Carl-Henric Svanberg, Chairman of BP and AB Volvo. Photographed at BP's headquarters in London for How to lead article.
BP chairman Carl-Henric Svanberg: 'We have been able to bring back BP to the size and strength it was before the accident' © Charlie Bibby/FT

Carl-Henric Svanberg’s long-term prospects as BP chairman did not look promising in June 2010, when he emerged from an emergency meeting at the White House about the unfolding Deepwater Horizon oil spill in the Gulf of Mexico.

Mobbed by a scrum of reporters outside the West Wing, the Swede tried to express empathy with shrimpers and fishermen facing ruin from the black tide washing ashore from Florida to Texas. Instead, an unintentionally condescending declaration that BP cared “about the small people” only deepened perceptions of an out-of-touch British company struggling to cope with the worst oil disaster in history.

WHAT THE TASK ASKS -> Translate this sentence from the article on the BP chairman into Spanish: "Carl-Henric Svanberg’s long-term prospects as BP chairman did not look promising in June 2010, when he emerged from an emergency meeting at the White House about the unfolding Deepwater Horizon oil spill in the Gulf of Mexico."

DATA EXCERPT ->
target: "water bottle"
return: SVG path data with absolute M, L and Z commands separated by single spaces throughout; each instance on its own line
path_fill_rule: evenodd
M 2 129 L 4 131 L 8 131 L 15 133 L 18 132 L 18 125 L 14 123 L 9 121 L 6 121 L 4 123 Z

RESULT OF THE TASK -> Las perspectivas a largo plazo de Carl-Henric Svanberg como presidente de BP no parecían prometedoras en junio de 2010, cuando salió de una reunión de emergencia en la Casa Blanca sobre el derrame de petróleo de Deepwater Horizon que se estaba produciendo en el golfo de México.